Some time ago, we wrote up a tutorial about using an ADXL330 accelerometer with an AVR microcontroller. A couple of years have passed, and so we’ve returned to update and clean up some loose ends on this project.
The Analog Devices ADXL330 that we originally wrote about (shown above) was one of the original low-cost breakthrough devices– the ones that first showed up in Wii controllers and other consumer electronics with accelerometers. At the time it cost $11.50 in unit quantity, and we were able to get one pre-soldered to a breakout board at Sparkfun.com for $35.
In the time that has passed, the ADXL335 has come along as a next-generation drop-in replacement for the ADXL330, which now bears the dreaded stain of “not recommended for new designs.” (The ADXL335 is less expensive than the 330– currently $5.42 each, compared to $12.15 for the 330 –but is otherwise mostly equivalent.)
Tiny chips like these are (IMHO) not easy to solder, so it’s convenient that this new chip is also available presoldered to a breakout board. We’re using the one from Adafruit ($20), but similar pin-compatible boards are also made by Analog devices (model EVAL-ADXL335Z) and Digi-Key (model DKSB1002A). (Sparkfun also has a ADXL335 breakout, but it’s pin-compatible to their discontinued ADXL330 board, not to these others.)
Besides bumping up to the current accelerometer chip, we’ve also cleaned up the project a little bit with one of our ATmegaxx8 breakout boards. Not that there’s any magic hidden in that board– you certainly can still do this project on a breadboard –but at our presentation is a bit neater, and the end product is much more reliable.
Let’s start at the beginning. We’re using an ATmega168, a popular AVR microcontroller*, which we will power at 3 V, from 2 AA cells. (3 V is a good choice to make both the chip and accelerometer happy.) The circuit diagram above shows the essential power supply connections for the AVR. We’re also using the 3 V power supply as the reference input for the analog to digital converter.
*Note 1: The other AVRs in the same family will work too, ATmega88, ‘168PA, ‘328P, etc. Note 2: If you’re new to AVR, you may want to look at our list of resources for getting started.
The next thing that we add is the 6-pin ISP header, which is necessary for programming the microcontroller through a standard ISP interface such as the USBtinyISP(also from Adafruit).
Now, the circuit diagram thus far– with just power supply and ISP connections –is common to a lot of our projects, which is why we designed those ATmegaXX8 boards in the first place.
So here is the breakout board, AVR, 2 x AA battery box, and header. The three wire jumpers (like resistors with one black stripe) are used to connect pins 20-22 to power/power/ground. Having put this together, we have built the circuit shown in the last circuit diagram.
Next, we want to add the accelerometer board.
There are six pins on the ADXL335 breakout board. Two for power and ground, three analog outputs for X, Y and Z, plus a “test” pin that we can leave disconnected. We’re going to connect the power supply up first and then wire up the X, Y, and Z lines to the analog inputs of our microcontroller.

# Activities:
1/ Translate this sentence from the accelerometer tutorial into Spanish: "We’re going to connect the power supply up first and then wire up the X, Y, and Z lines to the analog inputs of our microcontroller."
2/ Turn the paragraph of the accelerometer tutorial that begins "Tiny chips like these" into a bulleted list that keeps its main facts.
3/ Carry the accelerometer tutorial forward from its last sentence, describing how the ADXL335 board gets wired to the microcontroller.
The records have no connection to the accelerometer tutorial.

# Entries shown:
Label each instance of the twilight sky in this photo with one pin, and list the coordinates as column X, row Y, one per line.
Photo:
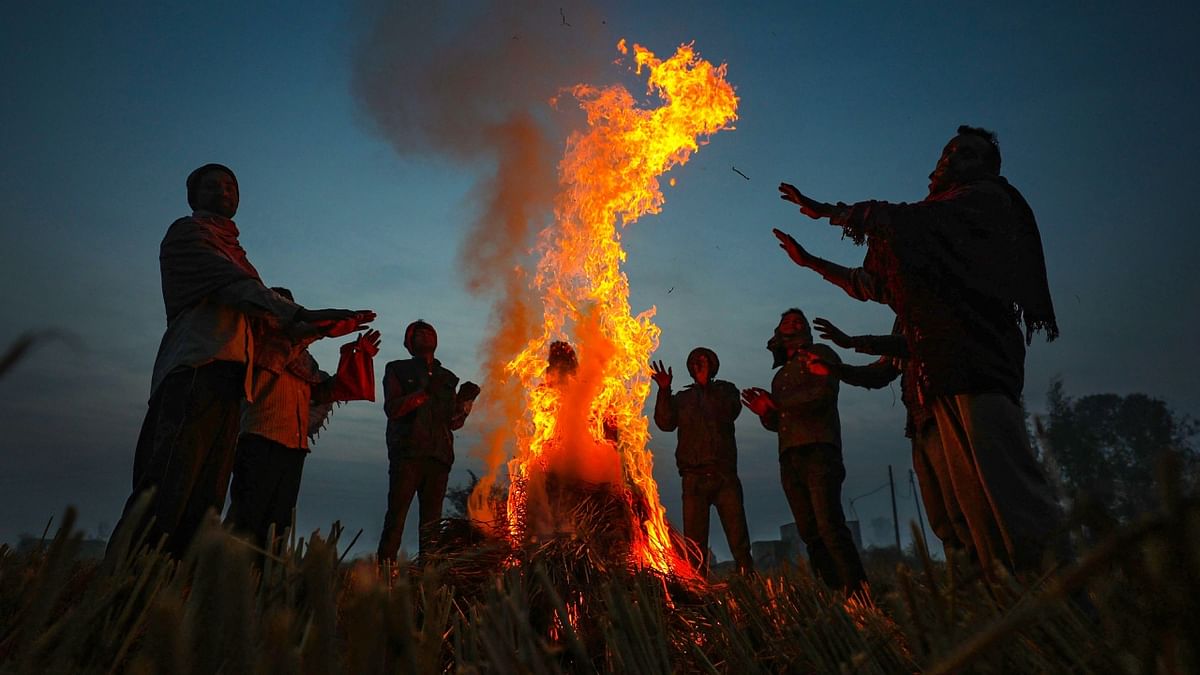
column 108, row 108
==
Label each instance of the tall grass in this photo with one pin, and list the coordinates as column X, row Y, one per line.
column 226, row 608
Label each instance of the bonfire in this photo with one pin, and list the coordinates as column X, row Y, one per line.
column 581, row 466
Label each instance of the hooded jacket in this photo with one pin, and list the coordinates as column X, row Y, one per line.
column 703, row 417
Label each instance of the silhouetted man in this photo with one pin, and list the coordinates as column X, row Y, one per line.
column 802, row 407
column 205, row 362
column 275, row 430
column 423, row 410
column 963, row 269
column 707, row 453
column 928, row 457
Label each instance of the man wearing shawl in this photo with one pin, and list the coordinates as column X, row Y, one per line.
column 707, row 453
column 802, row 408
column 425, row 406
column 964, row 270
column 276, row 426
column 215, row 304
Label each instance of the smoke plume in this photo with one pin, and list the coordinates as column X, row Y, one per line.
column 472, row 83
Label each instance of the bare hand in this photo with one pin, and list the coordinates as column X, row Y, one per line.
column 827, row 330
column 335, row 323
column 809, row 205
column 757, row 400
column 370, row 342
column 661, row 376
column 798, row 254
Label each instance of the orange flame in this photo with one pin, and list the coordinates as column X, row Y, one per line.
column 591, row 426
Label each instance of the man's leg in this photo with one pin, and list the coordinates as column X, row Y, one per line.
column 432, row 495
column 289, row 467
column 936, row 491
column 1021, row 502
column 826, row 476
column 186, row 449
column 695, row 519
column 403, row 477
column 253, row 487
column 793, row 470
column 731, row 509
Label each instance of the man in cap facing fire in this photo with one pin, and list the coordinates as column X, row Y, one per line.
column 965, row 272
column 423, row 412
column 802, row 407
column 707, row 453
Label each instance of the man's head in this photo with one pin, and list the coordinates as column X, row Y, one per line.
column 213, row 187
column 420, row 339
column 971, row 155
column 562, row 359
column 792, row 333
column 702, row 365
==
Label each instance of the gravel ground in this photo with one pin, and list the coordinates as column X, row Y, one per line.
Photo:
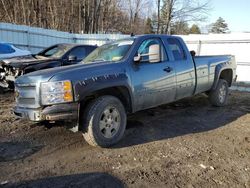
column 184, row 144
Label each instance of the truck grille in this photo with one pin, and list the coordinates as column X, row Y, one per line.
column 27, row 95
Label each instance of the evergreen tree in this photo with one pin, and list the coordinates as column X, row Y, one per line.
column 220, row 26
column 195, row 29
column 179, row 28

# Answers to this exercise:
1/ Primero vamos a conectar la fuente de alimentación y después cablearemos las líneas X, Y y Z a las entradas analógicas de nuestro microcontrolador.

2/
- Tiny chips like these are hard to solder, so it helps that the ADXL335 comes presoldered on a breakout board.
- The project uses the Adafruit breakout board, priced at $20.
- Pin-compatible boards are also made by Analog Devices (EVAL-ADXL335Z) and Digi-Key (DKSB1002A).
- Sparkfun sells an ADXL335 breakout too. It is pin-compatible with Sparkfun's discontinued ADXL330 board, not with the other boards.

3/
First, solder the 6-pin header to the ADXL335 breakout board.
Next, we add that board to the breadboard-style proto area on the side of the microcontroller board. The locations inside each white rectangle are internally connected (and not connected to anything else).
Here, we wire up the 3 V and ground lines of the accelerometer board. Ground comes from the “GND” terminal on the upper left to one of the middle stripes through a blue wire, and then through another blue wire to the far left pin of the ADXL335 board– the one labeled GND. Similarly we connect Vcc (“positive power supply”) to the 3V terminal through a couple of red wires. (The perspective of this photo makes it hard to see which pin of the ADXL335 board goes where– it’s easier to see in the photo above this and to the right.)
Now that we’ve wired up the power supply connections, we can wire up the X, Y, and Z analog lines.
To do this, we add three wires. “X” goes to “ADC5”, “Y” goes to “ADC4”, and “Z” goes to “ADC3.” Having done so, we are now caught up to the last circuit diagram.
Next, we will add some output LEDs that the AVR can drive to indicate the acceleration values as it reads them out.
Here, we add two LEDs (one red, one blue) for each of the three axes.
The big idea is that when there is no acceleration in (say) the X-axis direction, both X-axis LEDs are off. When it detects acceleration one way, the red LED lights up (and brighter, the higher the acceleration is) and it lights up blue for acceleration in the opposite direction. (Naturally, the other two axes work the same way.)
To do this, we’re using the pulse width modulation outputs from the three timers (timer 0, timer 1, and timer 2) on the microcontroller. Each timer has two outputs, called “output compare” pins A and B, which go to the two LEDs. The six outputs are called OC0A, OC0B, OC1A, OC1B, OC2A, and OC2B, and are hooked up to the LEDs as indicated in the diagram. (No resistors are needed on the blue LEDs, because the forward voltage of those is 3.6 V– we will not approach their rated current, ~25 mA, with our 3 V power supply.)
Our new parts: six LEDs (three red, three blue) and three resistors.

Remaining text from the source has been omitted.